══ Supplied data ══

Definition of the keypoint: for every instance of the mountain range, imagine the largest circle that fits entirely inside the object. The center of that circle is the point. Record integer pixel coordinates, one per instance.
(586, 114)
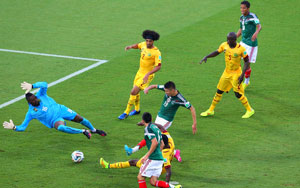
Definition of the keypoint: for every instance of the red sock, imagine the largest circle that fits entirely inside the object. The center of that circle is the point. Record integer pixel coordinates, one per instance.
(162, 184)
(247, 73)
(142, 184)
(142, 143)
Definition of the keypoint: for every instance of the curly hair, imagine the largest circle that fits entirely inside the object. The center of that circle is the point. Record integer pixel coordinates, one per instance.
(148, 34)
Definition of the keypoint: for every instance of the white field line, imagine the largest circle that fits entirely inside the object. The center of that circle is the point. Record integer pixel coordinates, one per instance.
(99, 62)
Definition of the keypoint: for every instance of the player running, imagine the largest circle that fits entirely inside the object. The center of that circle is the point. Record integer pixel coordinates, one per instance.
(167, 152)
(150, 63)
(48, 112)
(249, 29)
(233, 75)
(153, 161)
(173, 99)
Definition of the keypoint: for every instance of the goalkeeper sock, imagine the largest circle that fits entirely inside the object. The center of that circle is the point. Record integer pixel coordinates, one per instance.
(137, 103)
(215, 101)
(120, 165)
(131, 101)
(88, 124)
(245, 102)
(69, 130)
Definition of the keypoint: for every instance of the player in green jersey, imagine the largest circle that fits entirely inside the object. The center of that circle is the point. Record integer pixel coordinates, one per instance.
(153, 160)
(172, 100)
(249, 29)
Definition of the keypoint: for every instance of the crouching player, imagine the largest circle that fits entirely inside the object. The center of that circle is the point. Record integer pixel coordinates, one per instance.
(167, 152)
(51, 114)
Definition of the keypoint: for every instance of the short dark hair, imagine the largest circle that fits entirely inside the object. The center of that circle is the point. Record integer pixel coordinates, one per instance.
(148, 34)
(170, 85)
(147, 117)
(165, 139)
(246, 3)
(28, 95)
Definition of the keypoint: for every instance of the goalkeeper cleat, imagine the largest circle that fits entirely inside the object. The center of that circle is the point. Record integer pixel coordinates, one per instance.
(177, 155)
(123, 116)
(103, 163)
(87, 134)
(128, 150)
(207, 113)
(248, 114)
(100, 132)
(134, 112)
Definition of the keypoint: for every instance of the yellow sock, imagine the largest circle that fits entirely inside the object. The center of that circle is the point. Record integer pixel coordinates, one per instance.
(215, 101)
(120, 165)
(131, 101)
(245, 102)
(137, 103)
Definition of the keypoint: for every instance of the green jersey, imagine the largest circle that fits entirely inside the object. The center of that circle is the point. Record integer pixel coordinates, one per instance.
(151, 132)
(171, 104)
(248, 25)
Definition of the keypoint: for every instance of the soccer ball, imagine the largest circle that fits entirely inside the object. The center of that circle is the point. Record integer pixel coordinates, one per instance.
(77, 156)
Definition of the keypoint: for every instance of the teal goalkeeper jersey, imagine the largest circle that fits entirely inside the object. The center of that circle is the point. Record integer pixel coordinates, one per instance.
(248, 25)
(151, 132)
(171, 104)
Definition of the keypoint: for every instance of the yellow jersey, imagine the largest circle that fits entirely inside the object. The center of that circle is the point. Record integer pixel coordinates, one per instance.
(233, 57)
(150, 58)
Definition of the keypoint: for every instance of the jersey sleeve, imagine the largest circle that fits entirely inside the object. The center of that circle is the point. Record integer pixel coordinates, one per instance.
(161, 87)
(140, 45)
(157, 59)
(43, 87)
(221, 48)
(184, 102)
(25, 123)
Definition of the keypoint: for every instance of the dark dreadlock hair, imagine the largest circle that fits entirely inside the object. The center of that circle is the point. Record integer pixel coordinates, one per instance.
(148, 34)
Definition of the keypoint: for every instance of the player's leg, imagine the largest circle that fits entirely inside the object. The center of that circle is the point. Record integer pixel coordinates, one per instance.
(87, 123)
(240, 94)
(223, 85)
(60, 125)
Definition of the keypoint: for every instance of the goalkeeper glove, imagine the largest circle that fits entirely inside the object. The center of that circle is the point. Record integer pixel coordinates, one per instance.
(9, 125)
(26, 86)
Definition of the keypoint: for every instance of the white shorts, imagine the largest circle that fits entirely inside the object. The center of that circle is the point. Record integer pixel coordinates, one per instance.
(151, 168)
(251, 51)
(161, 121)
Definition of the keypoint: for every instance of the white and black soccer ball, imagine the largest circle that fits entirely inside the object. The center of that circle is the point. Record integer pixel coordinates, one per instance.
(77, 156)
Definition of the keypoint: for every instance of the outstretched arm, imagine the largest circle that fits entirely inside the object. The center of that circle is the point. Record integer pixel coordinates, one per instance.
(213, 54)
(149, 88)
(134, 46)
(194, 126)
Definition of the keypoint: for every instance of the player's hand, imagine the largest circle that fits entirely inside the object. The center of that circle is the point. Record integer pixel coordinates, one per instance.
(26, 86)
(144, 159)
(194, 127)
(127, 48)
(9, 125)
(203, 60)
(241, 78)
(253, 38)
(145, 79)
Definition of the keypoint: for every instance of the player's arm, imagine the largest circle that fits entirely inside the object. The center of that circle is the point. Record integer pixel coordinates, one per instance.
(194, 126)
(213, 54)
(22, 127)
(246, 66)
(239, 33)
(254, 36)
(151, 150)
(134, 46)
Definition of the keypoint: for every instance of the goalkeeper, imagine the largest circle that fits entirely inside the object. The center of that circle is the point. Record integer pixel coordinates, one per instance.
(48, 112)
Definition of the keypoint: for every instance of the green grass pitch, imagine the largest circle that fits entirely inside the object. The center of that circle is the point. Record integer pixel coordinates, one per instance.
(227, 151)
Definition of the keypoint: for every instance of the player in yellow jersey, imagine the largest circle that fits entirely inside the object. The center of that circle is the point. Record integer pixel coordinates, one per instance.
(150, 62)
(233, 74)
(167, 152)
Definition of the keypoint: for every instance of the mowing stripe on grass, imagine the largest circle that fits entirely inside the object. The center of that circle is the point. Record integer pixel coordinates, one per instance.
(99, 62)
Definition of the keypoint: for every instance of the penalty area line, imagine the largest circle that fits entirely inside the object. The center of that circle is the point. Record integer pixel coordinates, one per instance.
(58, 81)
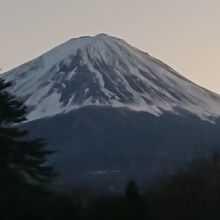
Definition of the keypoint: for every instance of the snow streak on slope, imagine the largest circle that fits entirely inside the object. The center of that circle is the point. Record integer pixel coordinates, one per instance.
(104, 70)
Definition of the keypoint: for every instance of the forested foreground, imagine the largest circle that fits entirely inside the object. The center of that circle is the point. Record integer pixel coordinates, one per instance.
(193, 193)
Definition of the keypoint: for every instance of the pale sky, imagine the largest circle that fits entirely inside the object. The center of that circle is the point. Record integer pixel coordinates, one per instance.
(185, 34)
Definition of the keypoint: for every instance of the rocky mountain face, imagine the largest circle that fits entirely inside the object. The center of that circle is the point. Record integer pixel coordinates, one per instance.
(106, 71)
(112, 112)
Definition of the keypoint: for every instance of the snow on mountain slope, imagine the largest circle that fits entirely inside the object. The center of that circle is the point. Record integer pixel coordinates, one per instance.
(104, 70)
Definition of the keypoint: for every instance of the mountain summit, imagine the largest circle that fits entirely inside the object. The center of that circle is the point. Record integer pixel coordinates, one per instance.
(106, 71)
(111, 112)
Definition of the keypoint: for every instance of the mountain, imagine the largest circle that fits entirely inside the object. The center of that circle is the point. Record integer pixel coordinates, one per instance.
(106, 71)
(112, 112)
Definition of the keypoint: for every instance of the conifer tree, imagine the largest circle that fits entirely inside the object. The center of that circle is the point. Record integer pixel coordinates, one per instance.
(22, 160)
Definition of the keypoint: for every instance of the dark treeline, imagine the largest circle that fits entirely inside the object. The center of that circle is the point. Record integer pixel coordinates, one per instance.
(192, 193)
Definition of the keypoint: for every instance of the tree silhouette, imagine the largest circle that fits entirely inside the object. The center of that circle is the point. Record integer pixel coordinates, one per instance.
(22, 160)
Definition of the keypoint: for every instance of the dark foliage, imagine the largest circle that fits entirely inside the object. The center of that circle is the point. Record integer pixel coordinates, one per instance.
(22, 160)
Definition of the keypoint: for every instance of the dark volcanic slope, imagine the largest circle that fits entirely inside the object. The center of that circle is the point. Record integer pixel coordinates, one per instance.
(105, 147)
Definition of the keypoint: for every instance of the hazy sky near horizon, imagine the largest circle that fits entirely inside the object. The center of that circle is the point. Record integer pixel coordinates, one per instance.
(185, 34)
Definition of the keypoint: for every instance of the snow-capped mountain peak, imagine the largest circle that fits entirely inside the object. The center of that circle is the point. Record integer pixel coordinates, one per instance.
(105, 70)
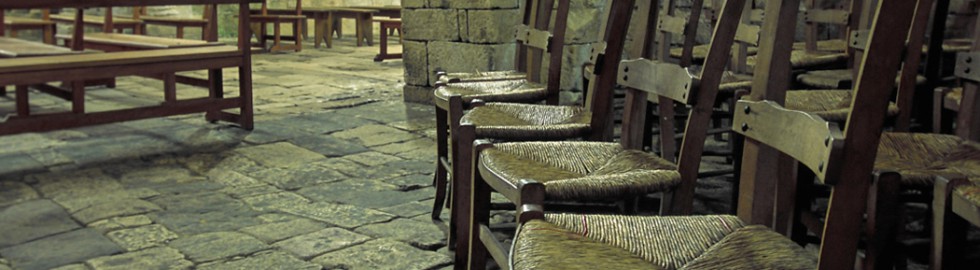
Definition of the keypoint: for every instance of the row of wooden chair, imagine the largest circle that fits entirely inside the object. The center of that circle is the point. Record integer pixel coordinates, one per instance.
(530, 174)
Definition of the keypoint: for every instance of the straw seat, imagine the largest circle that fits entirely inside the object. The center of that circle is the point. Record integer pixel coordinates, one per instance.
(481, 76)
(568, 241)
(837, 78)
(581, 170)
(515, 121)
(803, 59)
(492, 91)
(831, 105)
(954, 97)
(920, 157)
(969, 192)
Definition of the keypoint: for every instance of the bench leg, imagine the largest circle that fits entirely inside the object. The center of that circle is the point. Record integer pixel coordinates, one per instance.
(170, 87)
(245, 93)
(23, 106)
(78, 97)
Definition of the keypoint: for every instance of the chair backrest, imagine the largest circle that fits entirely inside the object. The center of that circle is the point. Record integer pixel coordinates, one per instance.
(968, 71)
(672, 82)
(605, 57)
(535, 40)
(842, 159)
(815, 17)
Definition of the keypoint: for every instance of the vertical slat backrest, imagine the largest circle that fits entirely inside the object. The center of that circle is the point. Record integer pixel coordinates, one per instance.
(599, 94)
(968, 122)
(863, 132)
(540, 20)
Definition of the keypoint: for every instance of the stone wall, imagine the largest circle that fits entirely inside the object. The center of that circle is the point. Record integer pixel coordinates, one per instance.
(478, 35)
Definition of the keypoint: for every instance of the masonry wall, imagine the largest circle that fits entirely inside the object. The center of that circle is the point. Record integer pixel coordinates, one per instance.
(478, 35)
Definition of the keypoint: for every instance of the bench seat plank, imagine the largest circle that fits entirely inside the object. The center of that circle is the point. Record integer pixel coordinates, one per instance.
(173, 21)
(83, 61)
(12, 47)
(96, 20)
(20, 21)
(140, 41)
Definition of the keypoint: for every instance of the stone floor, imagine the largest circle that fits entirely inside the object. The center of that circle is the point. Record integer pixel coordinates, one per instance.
(336, 175)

═══

## Objective
Arrange the part of the records that opens with the line containing "stone floor, imagine" and runs through the end of the records as a Markdown table with the columns Row and Line, skipping any blank lines.

## Problem solution
| Row | Line |
|---|---|
| 1 | Definition of the keypoint: for every instance of the stone floor, imagine the largest circle that fits entirely inside the object. The center of that circle is the point. Record integer pixel coordinates, one per instance. |
| 2 | (336, 175) |